**CONSIGNE 1**. Recopiez s'il vous plaît le passage sur l'image enfin vue en commençant par « Je viens enfin » et en allant jusqu'à « depuis 25 ans. ». Remplacez-y « blogue » par « journal ».
**CONSIGNE 2**. Poursuivez le passage sur l'image enfin vue à partir de sa dernière phrase.

:: PASSAGE FOURNI ::

Je viens enfin de voir l’image, la vraie, celle qui poussait et qui forçait en moi depuis octobre pour que je la mette au monde. Celle qui était sous le fantôme de Bogarde, sous Akhmatova, Vissotski, Shakespeare et Pasternak, sous les victimes du Titanic.
Comparé à elle, ce sur quoi je travaille depuis dix jours, c’est une pâlotte entrée en matière.
Elle, la vraie, elle n’a rien, ce qui s’appelle rien, à voir avec un blogue qui me permettrait enfin d’expulser le poison qui coule dans les veines de ma mémoire depuis 25 ans.
Je viens de voir enfin pourquoi j’ai autrefois été tellement frappé par l’éclat de rire généralisé, autour de la table du CA du Cead.
Je viens de voir pourquoi j’ai accepté de vivre ce qui s’est produit autour des politiques culturelles – au Cead, et lors de la fondation de l’Aqad, et au CQT, et chez Bélanger-Campeau, et au comité Boulerice, et au CSFAD, et chez Samson-Bélair, et face à Arpin, et au Salon rouge, et au Groupe des 14 et allez donc.

:::
:: LIGNES EXTRAITES ::

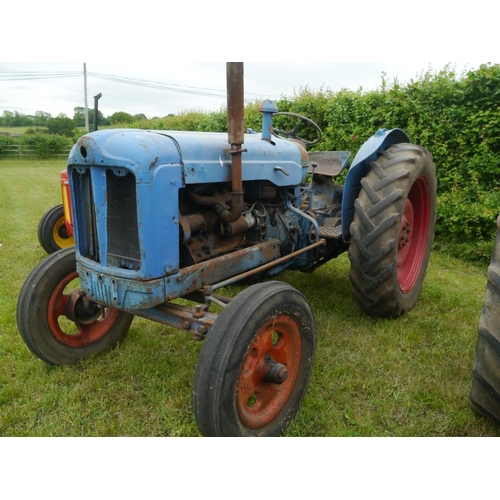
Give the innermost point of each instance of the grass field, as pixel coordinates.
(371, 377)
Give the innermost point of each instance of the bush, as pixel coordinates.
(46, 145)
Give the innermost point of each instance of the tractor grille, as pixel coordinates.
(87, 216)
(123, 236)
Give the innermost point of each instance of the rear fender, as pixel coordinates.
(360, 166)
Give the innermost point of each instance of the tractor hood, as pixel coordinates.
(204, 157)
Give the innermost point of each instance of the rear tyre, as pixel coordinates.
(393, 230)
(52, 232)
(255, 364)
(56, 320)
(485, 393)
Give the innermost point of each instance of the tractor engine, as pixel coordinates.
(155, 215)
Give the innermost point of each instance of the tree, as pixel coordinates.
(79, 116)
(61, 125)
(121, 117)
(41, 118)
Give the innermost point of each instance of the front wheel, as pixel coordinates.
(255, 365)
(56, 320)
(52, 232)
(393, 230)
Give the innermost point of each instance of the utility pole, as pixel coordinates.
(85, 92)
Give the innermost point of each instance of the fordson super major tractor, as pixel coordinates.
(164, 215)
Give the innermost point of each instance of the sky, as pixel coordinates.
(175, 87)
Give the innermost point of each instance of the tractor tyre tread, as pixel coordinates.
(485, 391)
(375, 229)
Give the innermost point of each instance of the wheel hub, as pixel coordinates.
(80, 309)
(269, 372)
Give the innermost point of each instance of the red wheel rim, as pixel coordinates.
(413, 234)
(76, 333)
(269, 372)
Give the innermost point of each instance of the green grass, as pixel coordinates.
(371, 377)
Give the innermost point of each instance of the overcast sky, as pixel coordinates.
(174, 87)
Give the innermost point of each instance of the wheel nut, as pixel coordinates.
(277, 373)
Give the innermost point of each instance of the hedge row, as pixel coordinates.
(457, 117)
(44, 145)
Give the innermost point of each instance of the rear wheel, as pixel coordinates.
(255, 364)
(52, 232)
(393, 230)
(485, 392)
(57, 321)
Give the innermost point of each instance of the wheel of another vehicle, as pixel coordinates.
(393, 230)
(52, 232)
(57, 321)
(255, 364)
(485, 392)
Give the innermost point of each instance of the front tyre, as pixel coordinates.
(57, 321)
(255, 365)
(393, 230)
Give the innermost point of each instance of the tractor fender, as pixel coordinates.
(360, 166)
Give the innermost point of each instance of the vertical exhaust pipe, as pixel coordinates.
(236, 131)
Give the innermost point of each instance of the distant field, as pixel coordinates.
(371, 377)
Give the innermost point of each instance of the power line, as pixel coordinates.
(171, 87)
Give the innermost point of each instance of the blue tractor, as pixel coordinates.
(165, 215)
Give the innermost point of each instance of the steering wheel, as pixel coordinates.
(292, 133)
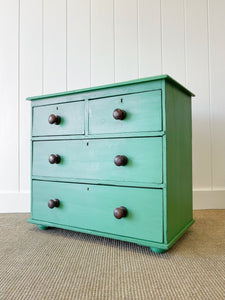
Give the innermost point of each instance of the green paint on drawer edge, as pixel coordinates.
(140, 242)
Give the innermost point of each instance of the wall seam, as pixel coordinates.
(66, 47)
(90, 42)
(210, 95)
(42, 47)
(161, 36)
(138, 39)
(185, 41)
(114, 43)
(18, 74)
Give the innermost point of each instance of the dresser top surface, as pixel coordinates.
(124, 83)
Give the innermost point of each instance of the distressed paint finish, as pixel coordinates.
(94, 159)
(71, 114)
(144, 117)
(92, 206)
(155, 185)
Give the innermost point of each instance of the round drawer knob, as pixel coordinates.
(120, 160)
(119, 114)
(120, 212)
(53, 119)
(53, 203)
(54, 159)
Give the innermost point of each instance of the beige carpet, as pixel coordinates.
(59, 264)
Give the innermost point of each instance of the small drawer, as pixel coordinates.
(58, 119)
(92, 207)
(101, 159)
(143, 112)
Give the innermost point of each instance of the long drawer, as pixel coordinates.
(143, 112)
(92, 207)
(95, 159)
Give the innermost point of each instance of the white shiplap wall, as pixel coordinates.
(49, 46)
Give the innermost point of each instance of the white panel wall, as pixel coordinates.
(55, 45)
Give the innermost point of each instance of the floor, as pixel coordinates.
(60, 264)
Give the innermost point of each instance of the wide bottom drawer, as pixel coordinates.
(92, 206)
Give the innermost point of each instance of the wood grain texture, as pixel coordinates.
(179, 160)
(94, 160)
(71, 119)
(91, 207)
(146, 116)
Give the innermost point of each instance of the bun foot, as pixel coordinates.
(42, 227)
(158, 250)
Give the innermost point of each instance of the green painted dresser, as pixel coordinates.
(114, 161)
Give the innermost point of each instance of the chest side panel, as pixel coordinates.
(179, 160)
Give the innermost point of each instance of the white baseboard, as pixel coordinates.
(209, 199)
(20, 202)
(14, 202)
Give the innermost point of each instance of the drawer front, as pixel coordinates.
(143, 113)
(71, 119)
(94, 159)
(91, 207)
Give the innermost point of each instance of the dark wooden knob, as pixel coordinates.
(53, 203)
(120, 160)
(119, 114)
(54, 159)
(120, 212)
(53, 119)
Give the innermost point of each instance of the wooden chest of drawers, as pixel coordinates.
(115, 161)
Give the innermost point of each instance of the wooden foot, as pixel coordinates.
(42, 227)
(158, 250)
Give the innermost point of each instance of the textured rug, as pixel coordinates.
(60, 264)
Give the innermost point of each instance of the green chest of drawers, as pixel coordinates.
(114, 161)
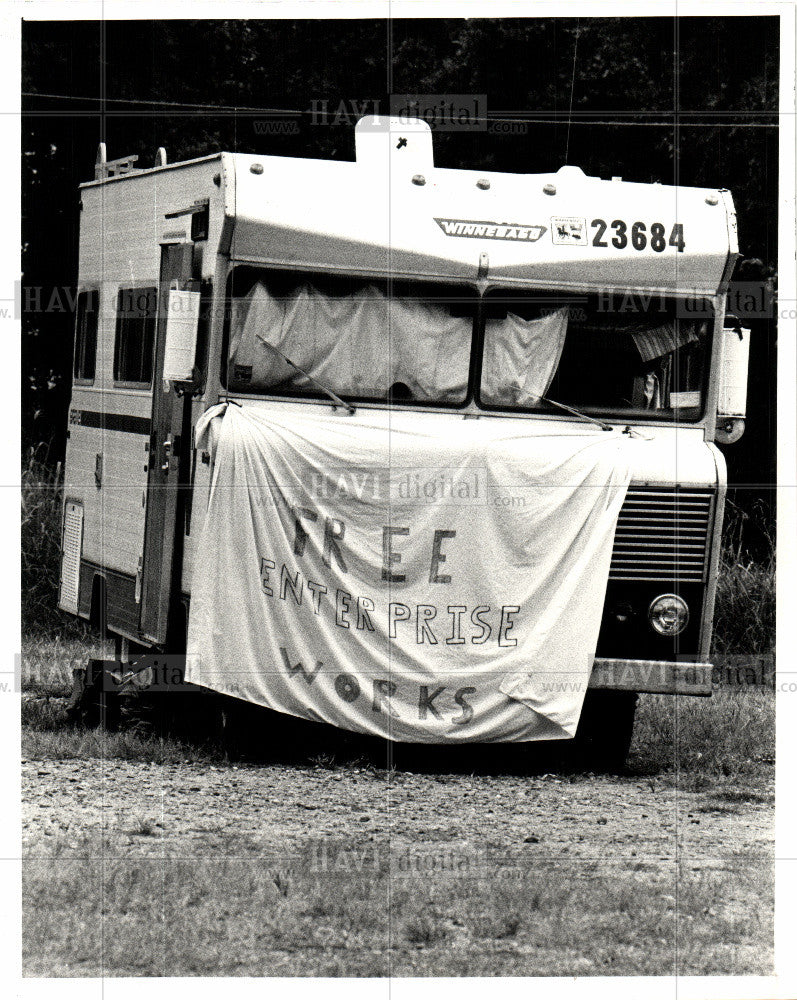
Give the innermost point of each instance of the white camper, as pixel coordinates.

:::

**PRODUCTION ATTENDUE 1**.
Je viens enfin de voir l’image, la vraie, celle qui poussait et qui forçait en moi depuis octobre pour que je la mette au monde. Celle qui était sous le fantôme de Bogarde, sous Akhmatova, Vissotski, Shakespeare et Pasternak, sous les victimes du Titanic.
Comparé à elle, ce sur quoi je travaille depuis dix jours, c’est une pâlotte entrée en matière.
Elle, la vraie, elle n’a rien, ce qui s’appelle rien, à voir avec un journal qui me permettrait enfin d’expulser le poison qui coule dans les veines de ma mémoire depuis 25 ans.

**PRODUCTION ATTENDUE 2**.
Je viens de voir pourquoi j’ai délibérément, à la suite de ces combats, « tiré la plogue de ma belle carrière » puis plongé durant des années entières, nuit et jour, dans mon essai politique à jamais inachevé, Le Hobbit.
Pourquoi, cet essai, j’ai fini par renoncer à lui.
Pourquoi j’ai plus tard entrepris et mené à bien Entretiens puis Morceauxen préparation de quoi.
Et pourquoi l’appel d’écriture que je vis depuis trois mois a pris la forme qu’il a prise et pas une autre, jusque dans ses moindres détails.

Et je viens de voir que cette image est associée à une tâche. Et que, comparé à elle, le projet Vissotski-Shakespeare-Pasternak est presque de l’ordre d’une rédaction de cinquième année de primaire.
Que cette image elle a trait à ce qu’il y a de l’autre côté de la défaite, par-delà le Waterloo que j’ai vécu autrefois.
Elle a trait à l’espoir.

Ce qui ne signifie pas – du tout – que selon moi il existerait une porte par laquelle il suffirait de passer pour se retrouver, twinkle !, dans une espèce de paradis théâtral ou artistique.

Ce que ça signifie, c’est que pour éventuellement espérer changer quoi que ce soit d’important, il faut d’abord se représenter ce qu’il y aurait à changer et, donc, comprendre comment les choses fonctionnent. Qu’il faut ensuite se demander par quoi il y aurait lieu de le remplacer, et pourquoi. Et qu’il faut alors finalement se demander comment on s’y prend pour y parvenir. Tout ça avant d’agir.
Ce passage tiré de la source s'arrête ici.